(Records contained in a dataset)
Segment Open
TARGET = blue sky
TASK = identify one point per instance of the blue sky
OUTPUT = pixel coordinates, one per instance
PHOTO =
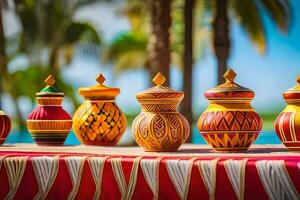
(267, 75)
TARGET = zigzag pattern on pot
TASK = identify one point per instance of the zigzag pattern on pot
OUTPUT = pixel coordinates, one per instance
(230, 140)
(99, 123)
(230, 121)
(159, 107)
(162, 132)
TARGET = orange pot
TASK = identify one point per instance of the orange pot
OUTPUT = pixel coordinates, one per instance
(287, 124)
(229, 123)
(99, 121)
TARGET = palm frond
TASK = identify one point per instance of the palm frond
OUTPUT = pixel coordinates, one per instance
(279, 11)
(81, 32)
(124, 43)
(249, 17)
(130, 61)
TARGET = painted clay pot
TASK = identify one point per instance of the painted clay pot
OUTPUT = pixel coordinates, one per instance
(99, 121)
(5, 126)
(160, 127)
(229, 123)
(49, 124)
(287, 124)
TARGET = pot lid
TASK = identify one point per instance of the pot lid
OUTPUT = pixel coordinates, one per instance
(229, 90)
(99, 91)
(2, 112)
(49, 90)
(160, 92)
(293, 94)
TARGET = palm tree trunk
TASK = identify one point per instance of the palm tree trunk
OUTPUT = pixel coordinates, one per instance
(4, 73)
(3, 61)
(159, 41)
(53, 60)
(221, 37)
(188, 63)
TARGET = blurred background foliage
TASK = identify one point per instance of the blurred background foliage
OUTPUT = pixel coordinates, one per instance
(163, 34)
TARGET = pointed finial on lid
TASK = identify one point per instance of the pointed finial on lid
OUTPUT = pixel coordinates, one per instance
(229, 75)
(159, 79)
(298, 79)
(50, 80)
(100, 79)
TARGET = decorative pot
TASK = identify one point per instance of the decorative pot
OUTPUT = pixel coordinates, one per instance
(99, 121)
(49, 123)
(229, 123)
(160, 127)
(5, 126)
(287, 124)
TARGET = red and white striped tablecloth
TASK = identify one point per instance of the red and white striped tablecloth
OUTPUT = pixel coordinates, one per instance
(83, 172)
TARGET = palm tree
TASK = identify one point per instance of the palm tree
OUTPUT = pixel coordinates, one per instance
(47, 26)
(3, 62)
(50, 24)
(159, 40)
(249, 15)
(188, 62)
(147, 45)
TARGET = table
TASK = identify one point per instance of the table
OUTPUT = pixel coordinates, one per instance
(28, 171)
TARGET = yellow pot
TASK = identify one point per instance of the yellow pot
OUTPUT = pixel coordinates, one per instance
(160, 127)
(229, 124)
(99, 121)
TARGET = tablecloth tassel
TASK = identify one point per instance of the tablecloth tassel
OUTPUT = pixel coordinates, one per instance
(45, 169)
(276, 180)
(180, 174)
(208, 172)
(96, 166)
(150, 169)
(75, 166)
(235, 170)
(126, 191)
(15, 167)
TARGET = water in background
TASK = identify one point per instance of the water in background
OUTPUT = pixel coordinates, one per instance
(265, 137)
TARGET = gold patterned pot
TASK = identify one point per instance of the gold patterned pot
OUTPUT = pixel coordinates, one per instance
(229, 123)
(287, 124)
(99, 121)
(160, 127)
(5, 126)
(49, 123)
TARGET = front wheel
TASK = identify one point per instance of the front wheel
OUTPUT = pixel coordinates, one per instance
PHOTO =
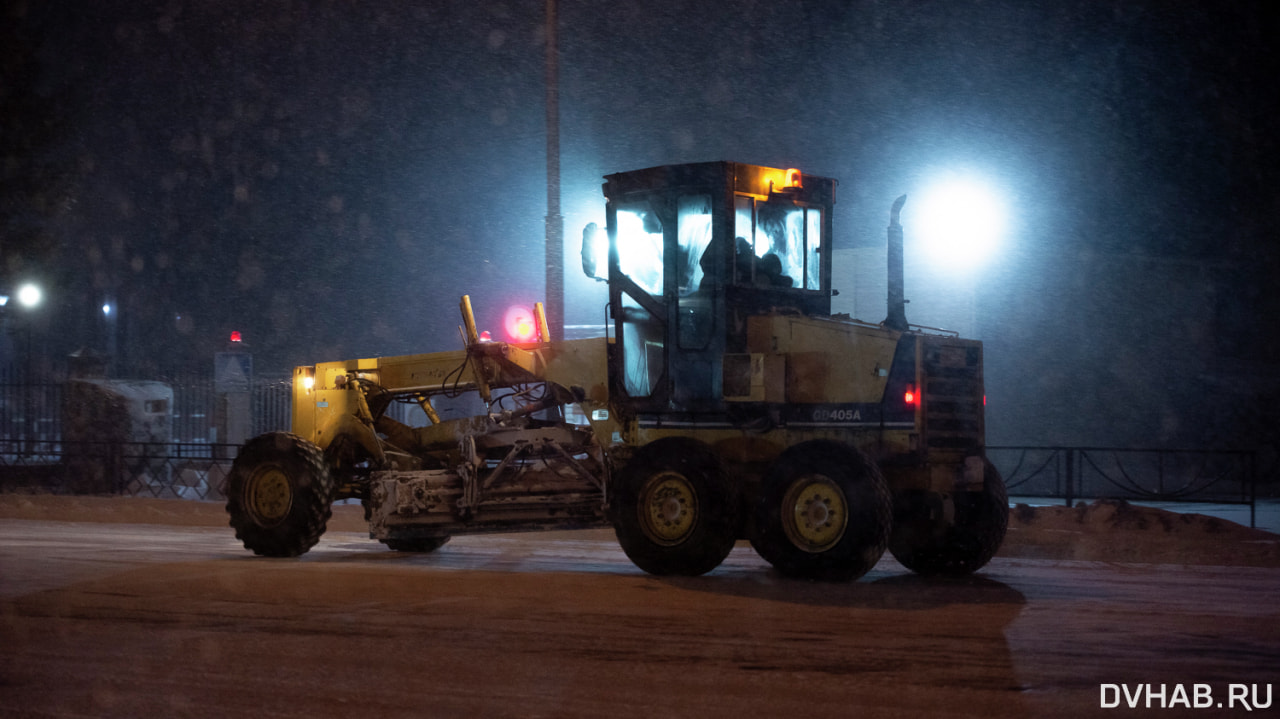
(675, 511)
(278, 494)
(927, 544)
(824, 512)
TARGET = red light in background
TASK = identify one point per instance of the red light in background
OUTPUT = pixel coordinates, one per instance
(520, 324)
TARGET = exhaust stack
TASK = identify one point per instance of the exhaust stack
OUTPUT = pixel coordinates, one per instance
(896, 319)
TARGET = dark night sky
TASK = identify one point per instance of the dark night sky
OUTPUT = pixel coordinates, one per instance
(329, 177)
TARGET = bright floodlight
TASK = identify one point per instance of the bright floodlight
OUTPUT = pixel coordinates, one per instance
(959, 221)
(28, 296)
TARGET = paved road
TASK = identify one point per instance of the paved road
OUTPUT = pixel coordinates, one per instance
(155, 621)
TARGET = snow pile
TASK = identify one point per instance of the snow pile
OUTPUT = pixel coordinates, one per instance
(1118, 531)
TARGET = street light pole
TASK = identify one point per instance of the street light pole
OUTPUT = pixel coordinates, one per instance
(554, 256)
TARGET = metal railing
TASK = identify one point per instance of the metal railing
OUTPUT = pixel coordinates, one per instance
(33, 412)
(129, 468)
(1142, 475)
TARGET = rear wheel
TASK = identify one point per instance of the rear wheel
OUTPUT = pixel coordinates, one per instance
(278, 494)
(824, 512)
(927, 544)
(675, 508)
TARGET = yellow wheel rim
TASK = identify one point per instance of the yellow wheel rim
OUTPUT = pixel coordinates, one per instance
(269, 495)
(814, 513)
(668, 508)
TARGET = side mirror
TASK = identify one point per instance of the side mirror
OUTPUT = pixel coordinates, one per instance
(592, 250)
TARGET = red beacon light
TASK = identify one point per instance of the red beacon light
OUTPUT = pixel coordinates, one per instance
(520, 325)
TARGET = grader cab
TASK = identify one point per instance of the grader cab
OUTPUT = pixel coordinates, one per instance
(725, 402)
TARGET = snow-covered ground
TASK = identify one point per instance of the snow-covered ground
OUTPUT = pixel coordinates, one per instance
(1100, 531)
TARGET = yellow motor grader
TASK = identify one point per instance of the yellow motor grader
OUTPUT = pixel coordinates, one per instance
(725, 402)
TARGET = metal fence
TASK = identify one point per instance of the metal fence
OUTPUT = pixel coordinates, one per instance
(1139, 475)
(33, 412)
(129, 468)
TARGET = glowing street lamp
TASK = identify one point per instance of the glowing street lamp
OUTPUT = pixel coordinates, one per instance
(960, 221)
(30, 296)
Segment Closed
*Work to complete*: Your output should be the lines from the one with "TASK = identify one point per instance of the side" through the end of the records above, copied exactly.

*Answer to the problem*:
TASK = identify one point per instance of the side mirror
OUTPUT = pixel coordinates, one per instance
(592, 250)
TARGET = red beacon light
TASK = identify one point per instance of the red beacon light
OUTPUT = pixel coordinates, one per instance
(520, 325)
TARGET = grader cab
TASK = identify one point per instance of the grader cab
OUTPUT = pixel coordinates, one per instance
(725, 402)
TARGET = snow-covered ground
TASK = identify one point per instance of the snow-covered ground
OUTPUT = pixel coordinates, one per instance
(1100, 531)
TARGET = yellow motor grader
TASK = identify one point per instance of the yellow motor grader
OUTPUT = pixel coordinates, one per instance
(725, 402)
TARGET = metal fence
TASK = identify one point per instance of the metal fence
OUTPUT = pixel coordinates, one per instance
(1139, 475)
(33, 412)
(129, 468)
TARGET = glowing street lamp
TASK = identify one point per instance of the glowing street lamp
OUTPUT = pixel coordinates, one per instance
(960, 221)
(30, 296)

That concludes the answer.